**Given records:**
....
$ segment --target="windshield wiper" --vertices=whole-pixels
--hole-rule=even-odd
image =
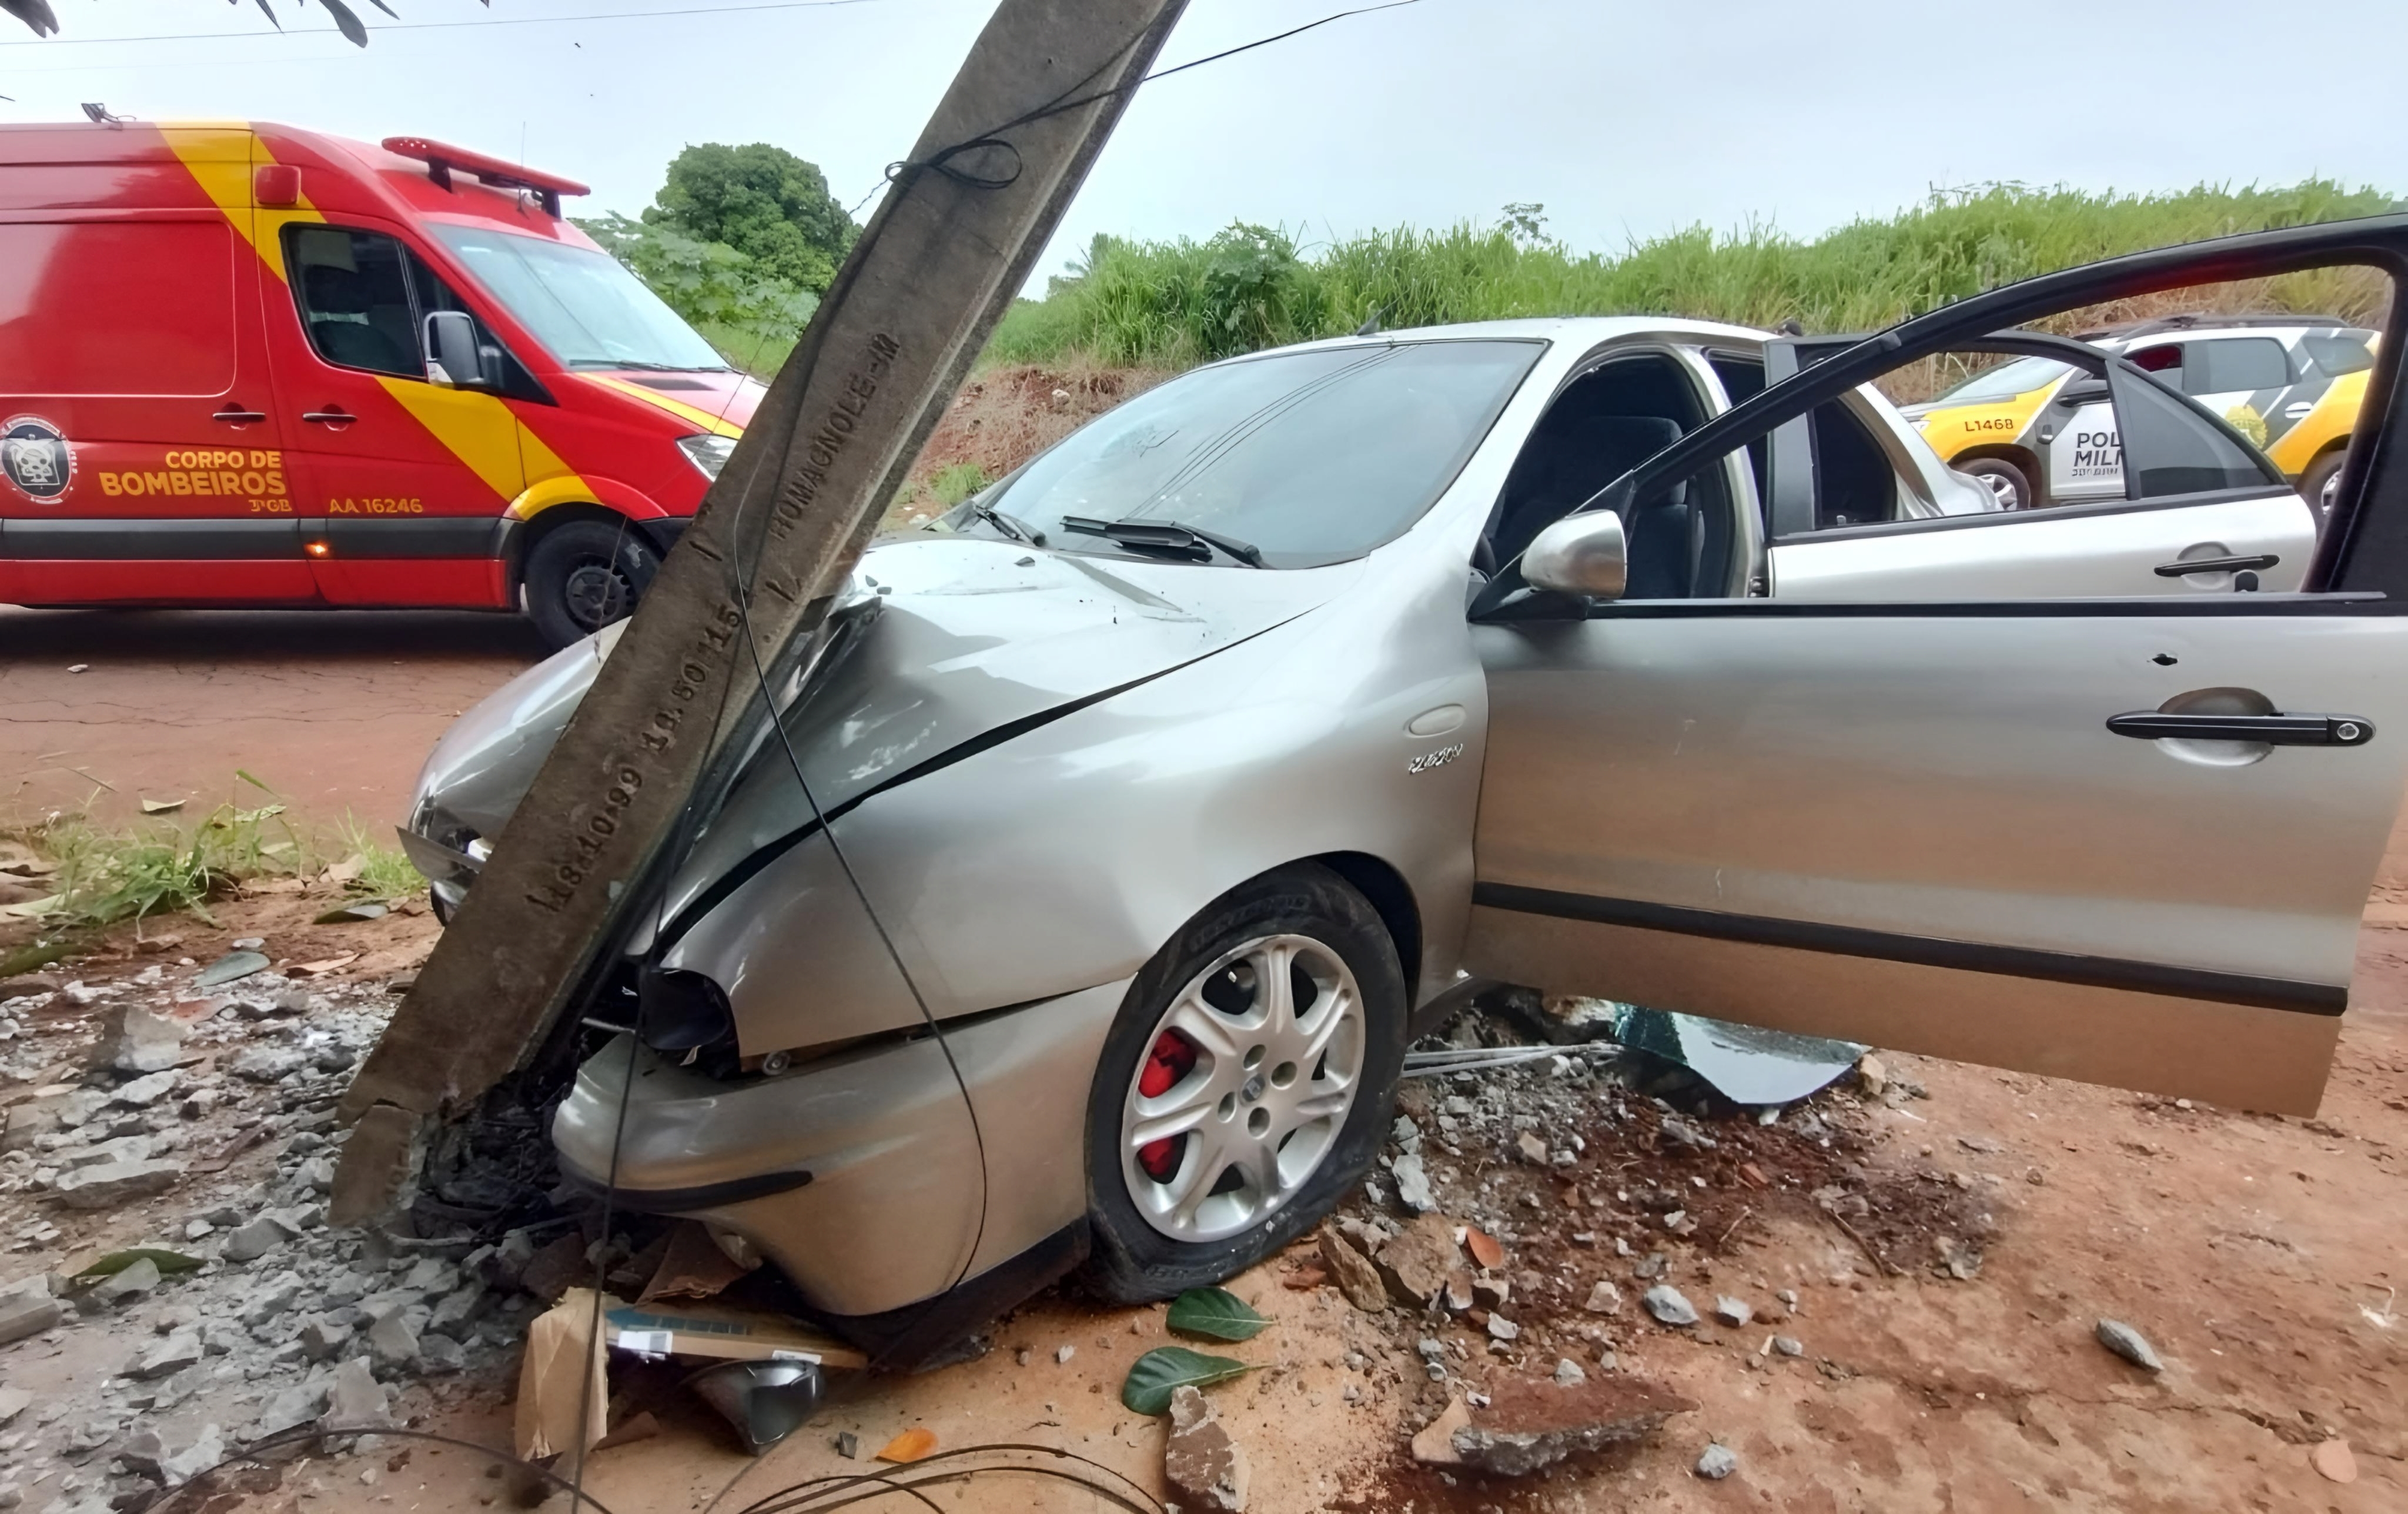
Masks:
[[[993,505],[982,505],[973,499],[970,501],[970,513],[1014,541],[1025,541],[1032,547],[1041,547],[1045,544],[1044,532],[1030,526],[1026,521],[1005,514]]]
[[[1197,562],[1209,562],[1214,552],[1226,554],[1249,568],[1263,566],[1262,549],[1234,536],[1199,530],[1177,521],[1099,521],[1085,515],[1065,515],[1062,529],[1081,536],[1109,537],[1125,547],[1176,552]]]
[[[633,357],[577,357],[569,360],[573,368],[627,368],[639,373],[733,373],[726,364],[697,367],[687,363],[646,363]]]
....
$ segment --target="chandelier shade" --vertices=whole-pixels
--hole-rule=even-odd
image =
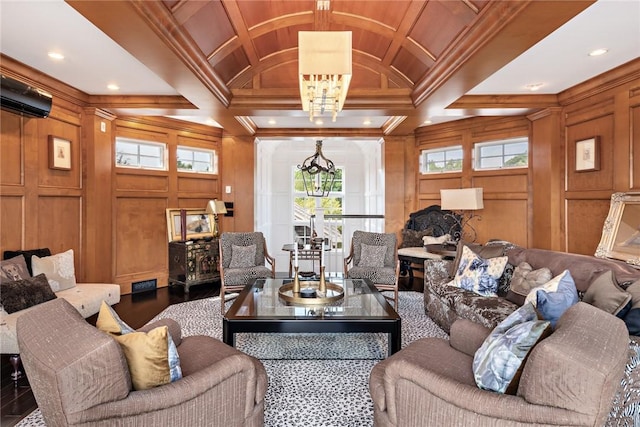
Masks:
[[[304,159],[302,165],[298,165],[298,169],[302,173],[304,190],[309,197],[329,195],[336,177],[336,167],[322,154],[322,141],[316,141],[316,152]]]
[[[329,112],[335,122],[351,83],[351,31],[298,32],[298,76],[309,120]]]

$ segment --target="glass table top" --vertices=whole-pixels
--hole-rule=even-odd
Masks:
....
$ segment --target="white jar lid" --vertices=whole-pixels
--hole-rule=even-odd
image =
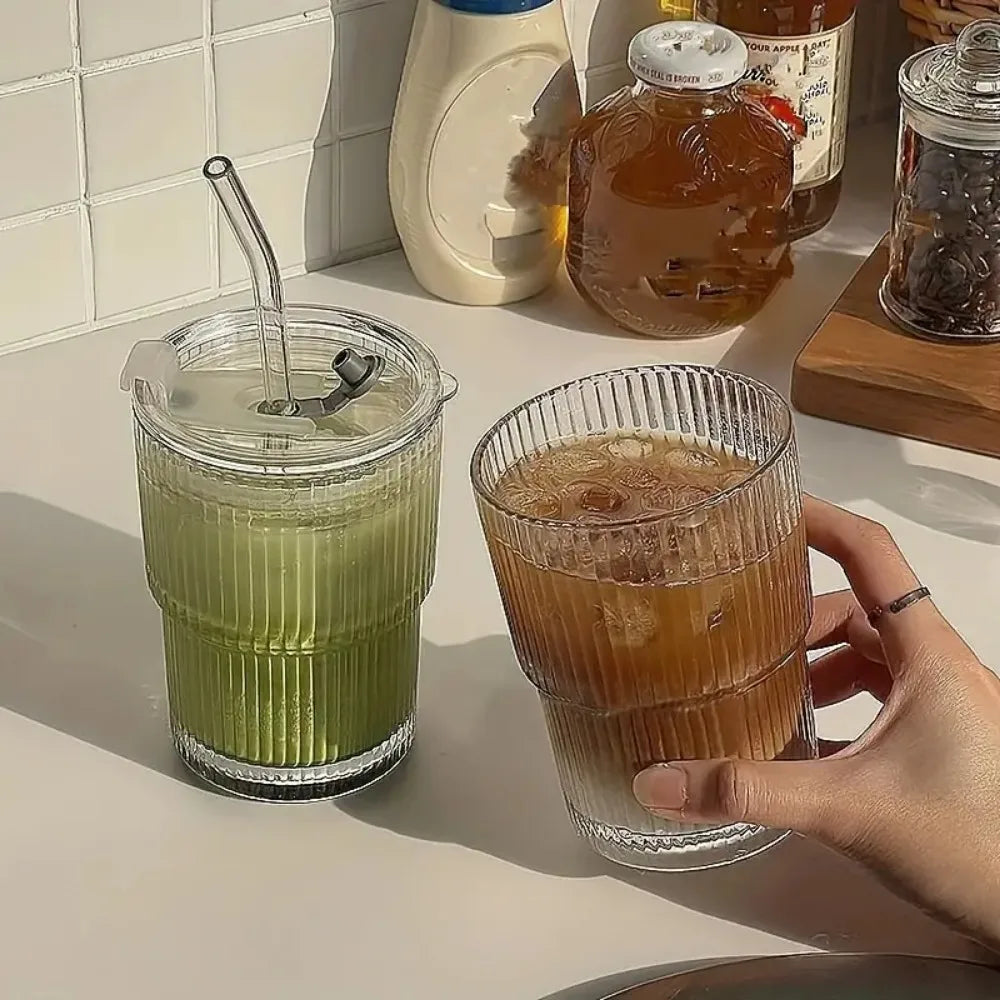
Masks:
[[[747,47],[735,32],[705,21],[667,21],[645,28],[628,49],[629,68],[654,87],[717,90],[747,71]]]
....
**Problem description:**
The response must contain each line above that holds the string "pixels".

**Solution to this problem:**
$ segment --target="windshield wiper" --vertices=whole-pixels
$ segment --target="chandelier shade" --vertices=whole-pixels
$ segment --target="glass table top" --vertices=whole-pixels
$ segment --target="white jar lid" --vertices=whole-pixels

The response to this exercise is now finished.